[Study material Boundary: Start]

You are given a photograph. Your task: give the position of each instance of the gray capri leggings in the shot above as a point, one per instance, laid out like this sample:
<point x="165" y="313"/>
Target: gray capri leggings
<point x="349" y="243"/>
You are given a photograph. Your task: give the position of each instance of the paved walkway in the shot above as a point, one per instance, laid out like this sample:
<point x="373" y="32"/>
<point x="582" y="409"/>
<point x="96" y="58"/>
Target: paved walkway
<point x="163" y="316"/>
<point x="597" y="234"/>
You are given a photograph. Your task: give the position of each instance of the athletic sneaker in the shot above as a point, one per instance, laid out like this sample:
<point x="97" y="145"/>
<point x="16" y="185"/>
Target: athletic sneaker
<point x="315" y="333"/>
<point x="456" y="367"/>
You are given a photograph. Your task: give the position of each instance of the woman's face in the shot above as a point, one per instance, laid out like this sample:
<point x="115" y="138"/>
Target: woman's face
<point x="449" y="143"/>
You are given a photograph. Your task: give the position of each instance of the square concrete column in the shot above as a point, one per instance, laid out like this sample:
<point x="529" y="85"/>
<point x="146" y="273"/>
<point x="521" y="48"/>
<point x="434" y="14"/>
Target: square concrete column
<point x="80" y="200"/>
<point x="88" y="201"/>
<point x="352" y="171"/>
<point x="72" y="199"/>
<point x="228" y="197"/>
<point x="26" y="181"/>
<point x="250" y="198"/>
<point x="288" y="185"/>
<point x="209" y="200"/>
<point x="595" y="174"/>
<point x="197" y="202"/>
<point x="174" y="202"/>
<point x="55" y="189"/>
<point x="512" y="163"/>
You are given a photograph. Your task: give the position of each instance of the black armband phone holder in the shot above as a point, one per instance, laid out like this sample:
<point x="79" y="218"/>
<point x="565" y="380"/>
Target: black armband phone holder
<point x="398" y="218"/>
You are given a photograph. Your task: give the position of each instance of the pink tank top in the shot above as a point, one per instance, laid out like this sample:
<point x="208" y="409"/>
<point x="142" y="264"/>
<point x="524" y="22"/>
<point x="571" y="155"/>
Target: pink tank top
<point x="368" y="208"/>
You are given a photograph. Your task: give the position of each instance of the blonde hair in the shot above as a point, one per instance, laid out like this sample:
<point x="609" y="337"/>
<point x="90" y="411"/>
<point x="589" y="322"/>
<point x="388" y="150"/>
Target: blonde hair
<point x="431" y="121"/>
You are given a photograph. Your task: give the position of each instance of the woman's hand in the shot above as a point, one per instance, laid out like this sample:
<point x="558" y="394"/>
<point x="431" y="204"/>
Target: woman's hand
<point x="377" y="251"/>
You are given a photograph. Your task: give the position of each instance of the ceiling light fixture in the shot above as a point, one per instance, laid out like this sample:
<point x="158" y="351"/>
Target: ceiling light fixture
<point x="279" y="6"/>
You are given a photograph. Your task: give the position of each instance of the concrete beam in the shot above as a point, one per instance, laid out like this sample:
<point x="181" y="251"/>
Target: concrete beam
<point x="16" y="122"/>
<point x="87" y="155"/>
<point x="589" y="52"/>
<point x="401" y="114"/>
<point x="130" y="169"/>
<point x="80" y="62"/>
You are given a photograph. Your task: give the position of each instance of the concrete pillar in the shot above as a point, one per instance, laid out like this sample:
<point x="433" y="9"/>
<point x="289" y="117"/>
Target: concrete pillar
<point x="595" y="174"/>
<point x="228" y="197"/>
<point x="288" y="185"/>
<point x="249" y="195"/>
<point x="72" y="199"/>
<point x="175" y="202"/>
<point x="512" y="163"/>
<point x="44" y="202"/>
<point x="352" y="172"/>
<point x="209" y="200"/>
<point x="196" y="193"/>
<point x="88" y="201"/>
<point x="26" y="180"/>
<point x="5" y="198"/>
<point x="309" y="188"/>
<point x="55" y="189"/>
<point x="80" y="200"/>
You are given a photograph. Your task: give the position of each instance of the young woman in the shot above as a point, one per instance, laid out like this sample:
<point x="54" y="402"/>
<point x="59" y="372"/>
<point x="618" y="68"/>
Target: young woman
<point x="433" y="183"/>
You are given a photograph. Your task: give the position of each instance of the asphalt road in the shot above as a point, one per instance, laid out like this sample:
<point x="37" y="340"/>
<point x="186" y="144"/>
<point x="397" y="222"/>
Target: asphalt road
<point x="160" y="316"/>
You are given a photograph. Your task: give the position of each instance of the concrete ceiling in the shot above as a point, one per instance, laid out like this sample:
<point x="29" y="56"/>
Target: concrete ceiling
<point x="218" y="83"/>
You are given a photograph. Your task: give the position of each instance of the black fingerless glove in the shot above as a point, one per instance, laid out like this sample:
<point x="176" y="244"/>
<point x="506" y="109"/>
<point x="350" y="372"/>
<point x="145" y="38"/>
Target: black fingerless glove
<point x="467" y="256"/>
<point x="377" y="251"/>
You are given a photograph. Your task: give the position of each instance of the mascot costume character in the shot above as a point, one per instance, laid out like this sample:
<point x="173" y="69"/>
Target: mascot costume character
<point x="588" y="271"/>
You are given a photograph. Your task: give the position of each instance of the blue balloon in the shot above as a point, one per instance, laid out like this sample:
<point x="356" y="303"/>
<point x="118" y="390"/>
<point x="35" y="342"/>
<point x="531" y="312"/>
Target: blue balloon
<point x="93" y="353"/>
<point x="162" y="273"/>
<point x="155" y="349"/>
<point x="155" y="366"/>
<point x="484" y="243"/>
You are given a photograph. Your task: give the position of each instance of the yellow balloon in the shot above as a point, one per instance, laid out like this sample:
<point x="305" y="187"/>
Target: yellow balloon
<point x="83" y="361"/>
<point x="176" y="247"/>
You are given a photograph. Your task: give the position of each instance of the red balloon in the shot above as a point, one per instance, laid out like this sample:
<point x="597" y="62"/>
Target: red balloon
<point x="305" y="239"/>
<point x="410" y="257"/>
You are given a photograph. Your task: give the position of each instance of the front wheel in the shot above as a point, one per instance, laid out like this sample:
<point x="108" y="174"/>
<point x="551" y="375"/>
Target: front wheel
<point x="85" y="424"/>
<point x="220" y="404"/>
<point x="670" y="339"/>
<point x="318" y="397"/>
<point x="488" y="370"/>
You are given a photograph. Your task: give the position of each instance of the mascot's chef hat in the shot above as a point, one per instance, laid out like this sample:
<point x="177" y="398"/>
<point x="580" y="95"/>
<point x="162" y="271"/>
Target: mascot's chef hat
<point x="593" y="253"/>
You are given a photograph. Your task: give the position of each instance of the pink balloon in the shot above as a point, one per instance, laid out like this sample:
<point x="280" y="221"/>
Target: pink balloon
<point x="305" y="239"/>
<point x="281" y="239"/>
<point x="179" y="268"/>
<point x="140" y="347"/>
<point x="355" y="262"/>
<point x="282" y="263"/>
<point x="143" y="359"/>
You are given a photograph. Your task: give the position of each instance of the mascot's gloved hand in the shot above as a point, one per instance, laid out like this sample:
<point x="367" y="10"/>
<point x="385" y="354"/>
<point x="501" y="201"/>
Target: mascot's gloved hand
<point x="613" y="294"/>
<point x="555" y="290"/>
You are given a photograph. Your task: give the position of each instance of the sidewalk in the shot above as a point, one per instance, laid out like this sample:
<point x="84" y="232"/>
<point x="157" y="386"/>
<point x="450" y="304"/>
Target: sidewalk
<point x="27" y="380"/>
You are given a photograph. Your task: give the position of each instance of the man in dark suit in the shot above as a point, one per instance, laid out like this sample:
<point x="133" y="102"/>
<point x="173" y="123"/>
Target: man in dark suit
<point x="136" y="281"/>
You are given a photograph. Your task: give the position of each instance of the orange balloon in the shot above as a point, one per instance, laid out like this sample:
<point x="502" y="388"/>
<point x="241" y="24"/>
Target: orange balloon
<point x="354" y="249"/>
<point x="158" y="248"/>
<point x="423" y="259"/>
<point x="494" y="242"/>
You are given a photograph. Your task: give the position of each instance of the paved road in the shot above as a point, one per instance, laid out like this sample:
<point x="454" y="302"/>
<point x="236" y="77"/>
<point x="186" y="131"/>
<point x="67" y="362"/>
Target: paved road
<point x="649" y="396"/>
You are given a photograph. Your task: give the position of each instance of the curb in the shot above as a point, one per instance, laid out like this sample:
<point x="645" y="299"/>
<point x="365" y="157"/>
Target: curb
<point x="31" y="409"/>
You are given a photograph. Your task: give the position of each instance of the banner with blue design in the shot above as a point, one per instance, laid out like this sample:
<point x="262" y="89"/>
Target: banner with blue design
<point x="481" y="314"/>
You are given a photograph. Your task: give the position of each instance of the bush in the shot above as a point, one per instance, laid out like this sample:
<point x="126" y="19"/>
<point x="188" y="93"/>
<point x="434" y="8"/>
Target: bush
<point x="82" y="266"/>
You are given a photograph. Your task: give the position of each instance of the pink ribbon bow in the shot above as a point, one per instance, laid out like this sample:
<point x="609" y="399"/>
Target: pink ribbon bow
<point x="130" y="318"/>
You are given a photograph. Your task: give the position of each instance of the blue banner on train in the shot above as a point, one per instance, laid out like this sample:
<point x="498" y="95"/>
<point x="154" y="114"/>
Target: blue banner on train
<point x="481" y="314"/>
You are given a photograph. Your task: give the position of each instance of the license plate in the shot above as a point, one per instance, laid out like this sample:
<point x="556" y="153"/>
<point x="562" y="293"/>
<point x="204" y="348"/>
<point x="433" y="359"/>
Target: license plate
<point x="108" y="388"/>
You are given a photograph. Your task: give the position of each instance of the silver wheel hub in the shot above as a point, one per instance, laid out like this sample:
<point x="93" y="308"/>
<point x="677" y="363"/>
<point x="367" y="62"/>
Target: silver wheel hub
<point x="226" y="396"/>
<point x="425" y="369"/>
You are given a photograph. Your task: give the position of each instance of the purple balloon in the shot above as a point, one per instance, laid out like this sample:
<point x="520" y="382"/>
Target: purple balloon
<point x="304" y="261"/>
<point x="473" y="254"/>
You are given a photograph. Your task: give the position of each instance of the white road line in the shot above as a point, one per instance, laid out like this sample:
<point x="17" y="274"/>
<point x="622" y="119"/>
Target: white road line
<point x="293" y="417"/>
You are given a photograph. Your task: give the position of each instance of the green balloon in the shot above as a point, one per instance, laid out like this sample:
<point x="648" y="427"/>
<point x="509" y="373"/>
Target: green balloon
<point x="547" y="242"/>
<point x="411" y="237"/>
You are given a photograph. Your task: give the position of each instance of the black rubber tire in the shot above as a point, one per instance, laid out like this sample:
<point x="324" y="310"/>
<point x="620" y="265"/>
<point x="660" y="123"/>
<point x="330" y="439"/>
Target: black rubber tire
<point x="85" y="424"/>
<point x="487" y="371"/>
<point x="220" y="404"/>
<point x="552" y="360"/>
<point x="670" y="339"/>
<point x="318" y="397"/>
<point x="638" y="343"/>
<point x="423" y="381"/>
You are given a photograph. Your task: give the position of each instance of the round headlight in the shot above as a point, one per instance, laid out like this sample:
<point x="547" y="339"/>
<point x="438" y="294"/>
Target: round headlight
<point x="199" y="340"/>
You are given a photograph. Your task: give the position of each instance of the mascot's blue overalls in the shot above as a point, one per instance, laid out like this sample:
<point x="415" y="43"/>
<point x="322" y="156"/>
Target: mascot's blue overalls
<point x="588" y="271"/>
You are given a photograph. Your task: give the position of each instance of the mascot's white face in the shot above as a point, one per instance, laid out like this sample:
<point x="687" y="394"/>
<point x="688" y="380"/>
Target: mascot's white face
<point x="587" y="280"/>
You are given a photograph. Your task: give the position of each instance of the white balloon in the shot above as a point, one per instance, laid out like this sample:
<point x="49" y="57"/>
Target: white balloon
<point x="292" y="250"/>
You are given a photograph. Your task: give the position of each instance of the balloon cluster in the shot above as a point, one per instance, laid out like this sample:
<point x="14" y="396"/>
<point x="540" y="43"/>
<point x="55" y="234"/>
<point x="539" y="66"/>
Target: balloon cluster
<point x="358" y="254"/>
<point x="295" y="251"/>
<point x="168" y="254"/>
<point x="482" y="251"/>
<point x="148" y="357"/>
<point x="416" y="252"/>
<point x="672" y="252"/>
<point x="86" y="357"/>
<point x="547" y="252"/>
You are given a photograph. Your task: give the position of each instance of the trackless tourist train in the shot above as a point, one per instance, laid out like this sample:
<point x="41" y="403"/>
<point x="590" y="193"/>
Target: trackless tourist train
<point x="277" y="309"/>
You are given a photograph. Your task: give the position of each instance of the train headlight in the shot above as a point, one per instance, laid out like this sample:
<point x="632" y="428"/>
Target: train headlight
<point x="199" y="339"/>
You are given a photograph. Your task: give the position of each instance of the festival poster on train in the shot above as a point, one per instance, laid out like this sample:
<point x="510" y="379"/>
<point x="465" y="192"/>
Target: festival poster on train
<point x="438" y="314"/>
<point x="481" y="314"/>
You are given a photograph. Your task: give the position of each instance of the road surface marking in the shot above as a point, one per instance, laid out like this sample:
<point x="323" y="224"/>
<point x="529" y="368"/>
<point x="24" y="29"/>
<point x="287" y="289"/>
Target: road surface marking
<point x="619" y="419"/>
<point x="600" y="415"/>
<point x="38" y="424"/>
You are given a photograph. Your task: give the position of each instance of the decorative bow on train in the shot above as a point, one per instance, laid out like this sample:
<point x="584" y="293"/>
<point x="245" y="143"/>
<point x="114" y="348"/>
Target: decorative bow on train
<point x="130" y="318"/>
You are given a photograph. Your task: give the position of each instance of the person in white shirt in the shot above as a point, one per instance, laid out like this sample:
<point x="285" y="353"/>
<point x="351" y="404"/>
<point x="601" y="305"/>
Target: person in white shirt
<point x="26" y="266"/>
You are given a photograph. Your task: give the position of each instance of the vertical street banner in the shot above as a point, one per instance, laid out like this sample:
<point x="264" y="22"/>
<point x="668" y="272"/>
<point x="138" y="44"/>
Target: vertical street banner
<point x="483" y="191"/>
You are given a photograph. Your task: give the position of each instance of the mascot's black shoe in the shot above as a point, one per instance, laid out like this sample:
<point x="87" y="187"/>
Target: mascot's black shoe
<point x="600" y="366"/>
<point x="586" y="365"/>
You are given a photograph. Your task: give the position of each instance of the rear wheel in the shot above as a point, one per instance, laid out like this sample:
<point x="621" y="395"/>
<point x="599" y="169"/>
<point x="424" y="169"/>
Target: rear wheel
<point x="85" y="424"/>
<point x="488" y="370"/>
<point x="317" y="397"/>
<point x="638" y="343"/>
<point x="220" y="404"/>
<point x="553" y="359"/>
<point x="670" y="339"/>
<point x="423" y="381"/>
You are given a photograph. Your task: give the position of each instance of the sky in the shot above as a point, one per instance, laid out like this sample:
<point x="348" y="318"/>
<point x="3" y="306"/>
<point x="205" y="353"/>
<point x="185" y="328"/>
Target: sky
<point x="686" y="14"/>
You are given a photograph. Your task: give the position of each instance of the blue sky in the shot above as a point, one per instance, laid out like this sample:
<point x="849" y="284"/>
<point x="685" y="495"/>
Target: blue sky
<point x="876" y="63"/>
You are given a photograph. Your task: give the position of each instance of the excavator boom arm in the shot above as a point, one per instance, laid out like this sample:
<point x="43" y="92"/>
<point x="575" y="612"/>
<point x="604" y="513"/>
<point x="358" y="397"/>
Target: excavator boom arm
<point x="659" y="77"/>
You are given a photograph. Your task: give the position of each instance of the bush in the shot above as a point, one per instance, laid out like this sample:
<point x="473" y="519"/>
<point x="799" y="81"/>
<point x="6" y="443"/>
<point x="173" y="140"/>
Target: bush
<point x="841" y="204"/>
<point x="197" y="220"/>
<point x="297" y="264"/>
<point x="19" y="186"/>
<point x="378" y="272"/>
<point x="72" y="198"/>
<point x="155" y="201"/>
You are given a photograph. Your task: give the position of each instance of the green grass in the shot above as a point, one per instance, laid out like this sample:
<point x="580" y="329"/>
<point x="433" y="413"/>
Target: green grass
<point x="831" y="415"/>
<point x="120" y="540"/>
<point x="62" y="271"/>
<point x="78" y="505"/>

[Study material Boundary: End]

### Exercise objective
Please write out the material word for word from its first line through the line holding "the paved walkway", including both, and no line past it.

### Exercise output
You are given a photograph. Your task: give the position of each instance of the gray capri leggings in the shot above as a point, one per instance, laid out like this sample:
<point x="165" y="313"/>
Target: gray capri leggings
<point x="349" y="243"/>
You are given a photograph. Your task: give the position of each instance of the paved walkway in the shot above as a point, one per instance, laid out like this sample:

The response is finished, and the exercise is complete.